**Da fare:** Riporta le righe che vanno dalla riga con "Locate every instance of the person" fino alla fine dei record, entrambe comprese, sostituendo "person in background" con "figure in background" e lasciando tutto il resto invariato.

(Voci salvate)
◆ ◆ ◆ ◆ ◆ ◆ ◆

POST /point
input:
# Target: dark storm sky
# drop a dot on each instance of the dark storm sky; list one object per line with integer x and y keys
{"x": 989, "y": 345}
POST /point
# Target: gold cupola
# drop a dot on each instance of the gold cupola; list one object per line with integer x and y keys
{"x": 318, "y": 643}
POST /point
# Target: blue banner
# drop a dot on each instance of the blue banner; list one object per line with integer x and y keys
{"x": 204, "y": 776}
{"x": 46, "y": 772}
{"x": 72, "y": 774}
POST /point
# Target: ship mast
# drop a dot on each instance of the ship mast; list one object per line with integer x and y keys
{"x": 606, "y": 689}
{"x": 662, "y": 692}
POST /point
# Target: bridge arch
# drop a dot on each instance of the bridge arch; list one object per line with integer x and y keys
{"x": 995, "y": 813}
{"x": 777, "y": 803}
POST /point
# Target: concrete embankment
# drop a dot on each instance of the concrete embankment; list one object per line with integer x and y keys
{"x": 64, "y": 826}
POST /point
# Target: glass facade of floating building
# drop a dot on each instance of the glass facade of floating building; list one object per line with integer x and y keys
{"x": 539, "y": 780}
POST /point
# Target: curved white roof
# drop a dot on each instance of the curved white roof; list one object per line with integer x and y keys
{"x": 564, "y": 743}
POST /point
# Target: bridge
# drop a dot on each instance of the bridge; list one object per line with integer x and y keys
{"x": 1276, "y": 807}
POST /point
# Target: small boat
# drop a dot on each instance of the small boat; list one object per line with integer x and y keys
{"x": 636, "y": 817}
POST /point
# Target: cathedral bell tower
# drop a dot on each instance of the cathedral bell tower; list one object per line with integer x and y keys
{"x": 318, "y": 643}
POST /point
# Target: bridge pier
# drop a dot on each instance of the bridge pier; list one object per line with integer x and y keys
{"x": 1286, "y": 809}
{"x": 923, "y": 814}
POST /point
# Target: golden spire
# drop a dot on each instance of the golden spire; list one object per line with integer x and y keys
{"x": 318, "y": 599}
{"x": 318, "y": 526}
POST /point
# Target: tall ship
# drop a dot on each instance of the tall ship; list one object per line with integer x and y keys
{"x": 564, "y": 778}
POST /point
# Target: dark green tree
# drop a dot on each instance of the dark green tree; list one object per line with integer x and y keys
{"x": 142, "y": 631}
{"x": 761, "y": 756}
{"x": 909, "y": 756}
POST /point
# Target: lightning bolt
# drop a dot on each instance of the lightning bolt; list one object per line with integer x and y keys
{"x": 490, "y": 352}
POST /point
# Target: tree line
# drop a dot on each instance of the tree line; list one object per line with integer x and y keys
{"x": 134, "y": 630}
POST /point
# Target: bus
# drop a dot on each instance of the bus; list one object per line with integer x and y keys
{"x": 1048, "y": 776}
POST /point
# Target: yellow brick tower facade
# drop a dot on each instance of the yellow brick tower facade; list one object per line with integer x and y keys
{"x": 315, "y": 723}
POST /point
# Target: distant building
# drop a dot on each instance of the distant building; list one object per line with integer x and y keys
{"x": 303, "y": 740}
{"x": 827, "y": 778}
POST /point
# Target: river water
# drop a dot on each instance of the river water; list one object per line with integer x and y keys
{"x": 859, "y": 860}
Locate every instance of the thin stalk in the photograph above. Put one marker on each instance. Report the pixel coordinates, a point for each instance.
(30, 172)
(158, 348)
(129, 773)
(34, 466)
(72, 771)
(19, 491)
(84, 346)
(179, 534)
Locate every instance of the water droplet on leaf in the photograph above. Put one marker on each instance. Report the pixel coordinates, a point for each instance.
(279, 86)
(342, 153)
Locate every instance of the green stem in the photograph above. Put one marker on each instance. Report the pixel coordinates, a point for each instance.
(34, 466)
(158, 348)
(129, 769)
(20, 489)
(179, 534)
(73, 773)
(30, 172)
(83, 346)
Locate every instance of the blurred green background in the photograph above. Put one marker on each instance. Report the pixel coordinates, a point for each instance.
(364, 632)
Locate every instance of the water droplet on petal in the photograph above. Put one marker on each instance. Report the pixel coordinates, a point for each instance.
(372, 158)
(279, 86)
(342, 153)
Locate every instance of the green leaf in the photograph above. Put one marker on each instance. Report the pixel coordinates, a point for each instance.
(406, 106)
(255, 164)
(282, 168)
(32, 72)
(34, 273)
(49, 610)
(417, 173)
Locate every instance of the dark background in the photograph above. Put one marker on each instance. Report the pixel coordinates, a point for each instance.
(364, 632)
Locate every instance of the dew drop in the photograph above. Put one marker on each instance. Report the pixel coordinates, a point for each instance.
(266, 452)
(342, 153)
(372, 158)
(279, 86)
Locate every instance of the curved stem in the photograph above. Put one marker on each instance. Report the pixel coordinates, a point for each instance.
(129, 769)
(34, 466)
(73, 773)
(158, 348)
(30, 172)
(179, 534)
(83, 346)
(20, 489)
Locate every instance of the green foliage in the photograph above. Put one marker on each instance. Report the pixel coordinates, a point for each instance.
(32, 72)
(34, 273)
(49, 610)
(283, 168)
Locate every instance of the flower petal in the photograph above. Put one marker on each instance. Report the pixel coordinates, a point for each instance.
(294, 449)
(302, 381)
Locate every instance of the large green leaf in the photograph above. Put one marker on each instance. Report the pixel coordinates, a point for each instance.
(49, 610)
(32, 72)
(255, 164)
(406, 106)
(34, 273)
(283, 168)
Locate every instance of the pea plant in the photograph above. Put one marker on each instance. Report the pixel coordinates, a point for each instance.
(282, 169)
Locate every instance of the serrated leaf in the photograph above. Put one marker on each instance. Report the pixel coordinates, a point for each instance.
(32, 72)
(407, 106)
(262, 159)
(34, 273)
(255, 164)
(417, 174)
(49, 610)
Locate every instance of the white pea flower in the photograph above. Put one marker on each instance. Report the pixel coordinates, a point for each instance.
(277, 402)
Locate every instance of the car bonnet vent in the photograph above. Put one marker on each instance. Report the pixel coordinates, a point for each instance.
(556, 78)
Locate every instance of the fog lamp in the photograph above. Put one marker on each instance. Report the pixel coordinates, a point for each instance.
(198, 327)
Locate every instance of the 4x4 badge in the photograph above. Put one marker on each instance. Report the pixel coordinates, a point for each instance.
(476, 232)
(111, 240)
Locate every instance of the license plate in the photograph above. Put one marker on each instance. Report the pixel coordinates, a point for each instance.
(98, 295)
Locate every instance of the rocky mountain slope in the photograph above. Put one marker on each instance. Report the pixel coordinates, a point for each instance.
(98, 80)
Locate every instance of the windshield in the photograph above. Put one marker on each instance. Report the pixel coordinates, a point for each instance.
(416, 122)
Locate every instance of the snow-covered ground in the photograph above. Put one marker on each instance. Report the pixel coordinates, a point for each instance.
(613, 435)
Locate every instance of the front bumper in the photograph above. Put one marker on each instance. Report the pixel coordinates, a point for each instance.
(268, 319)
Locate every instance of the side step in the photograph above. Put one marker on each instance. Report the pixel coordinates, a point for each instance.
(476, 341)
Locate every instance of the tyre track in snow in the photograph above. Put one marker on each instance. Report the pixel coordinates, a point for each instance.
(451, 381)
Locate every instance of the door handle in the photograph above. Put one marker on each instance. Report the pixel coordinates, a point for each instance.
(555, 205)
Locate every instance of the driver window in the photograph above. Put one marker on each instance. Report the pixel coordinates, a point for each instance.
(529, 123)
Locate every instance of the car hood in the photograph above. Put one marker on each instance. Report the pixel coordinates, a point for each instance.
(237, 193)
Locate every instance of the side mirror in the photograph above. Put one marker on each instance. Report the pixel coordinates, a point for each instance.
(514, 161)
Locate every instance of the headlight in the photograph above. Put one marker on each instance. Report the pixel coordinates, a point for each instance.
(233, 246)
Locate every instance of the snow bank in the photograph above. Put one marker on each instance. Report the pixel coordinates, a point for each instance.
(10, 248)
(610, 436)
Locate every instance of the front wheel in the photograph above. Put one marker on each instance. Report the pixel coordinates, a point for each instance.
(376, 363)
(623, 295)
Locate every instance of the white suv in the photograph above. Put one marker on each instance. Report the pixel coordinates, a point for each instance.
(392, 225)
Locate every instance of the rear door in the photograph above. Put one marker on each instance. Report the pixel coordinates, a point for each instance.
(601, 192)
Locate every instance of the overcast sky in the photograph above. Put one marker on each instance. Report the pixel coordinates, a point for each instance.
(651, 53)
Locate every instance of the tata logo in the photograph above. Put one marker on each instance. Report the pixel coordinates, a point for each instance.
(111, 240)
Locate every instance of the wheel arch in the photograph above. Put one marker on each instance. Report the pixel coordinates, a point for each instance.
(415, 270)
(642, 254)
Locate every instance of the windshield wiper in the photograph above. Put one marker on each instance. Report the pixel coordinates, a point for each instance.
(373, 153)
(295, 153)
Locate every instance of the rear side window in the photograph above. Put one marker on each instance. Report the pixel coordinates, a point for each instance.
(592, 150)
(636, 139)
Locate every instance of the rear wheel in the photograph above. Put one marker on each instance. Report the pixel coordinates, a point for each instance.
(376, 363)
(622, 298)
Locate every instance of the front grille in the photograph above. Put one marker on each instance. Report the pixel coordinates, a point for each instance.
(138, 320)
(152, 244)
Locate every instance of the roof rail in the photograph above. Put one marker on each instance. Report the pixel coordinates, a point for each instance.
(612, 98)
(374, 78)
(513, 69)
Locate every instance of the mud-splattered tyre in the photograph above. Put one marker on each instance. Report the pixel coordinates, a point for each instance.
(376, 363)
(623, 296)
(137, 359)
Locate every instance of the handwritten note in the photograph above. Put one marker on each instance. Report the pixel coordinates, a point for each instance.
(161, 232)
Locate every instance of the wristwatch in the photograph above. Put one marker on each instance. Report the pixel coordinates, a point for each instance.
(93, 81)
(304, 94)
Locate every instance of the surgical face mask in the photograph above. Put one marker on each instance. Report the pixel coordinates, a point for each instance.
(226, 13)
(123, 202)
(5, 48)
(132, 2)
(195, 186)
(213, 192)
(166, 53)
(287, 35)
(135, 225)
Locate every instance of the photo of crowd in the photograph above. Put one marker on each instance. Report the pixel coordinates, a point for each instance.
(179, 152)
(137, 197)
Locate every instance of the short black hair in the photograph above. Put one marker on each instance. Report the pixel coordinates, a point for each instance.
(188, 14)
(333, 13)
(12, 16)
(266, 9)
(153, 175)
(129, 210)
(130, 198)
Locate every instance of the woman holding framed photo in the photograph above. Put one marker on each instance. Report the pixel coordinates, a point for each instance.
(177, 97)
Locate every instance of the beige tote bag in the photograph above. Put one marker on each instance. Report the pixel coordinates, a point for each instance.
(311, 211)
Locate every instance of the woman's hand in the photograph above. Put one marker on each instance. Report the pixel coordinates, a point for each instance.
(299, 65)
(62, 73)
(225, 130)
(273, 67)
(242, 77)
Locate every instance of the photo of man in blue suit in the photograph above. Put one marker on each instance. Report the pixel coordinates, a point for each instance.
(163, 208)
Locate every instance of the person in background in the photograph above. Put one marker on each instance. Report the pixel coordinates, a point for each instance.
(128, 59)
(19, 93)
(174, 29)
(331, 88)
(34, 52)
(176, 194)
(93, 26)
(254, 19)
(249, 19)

◆ ◆ ◆ ◆ ◆ ◆ ◆

**Risultato finale:**
Locate every instance of the figure in background in the photograph above. Put one marker on each instance. Report the pixel coordinates, a point for each instance.
(128, 59)
(19, 93)
(174, 29)
(331, 88)
(34, 52)
(176, 194)
(93, 26)
(254, 19)
(249, 19)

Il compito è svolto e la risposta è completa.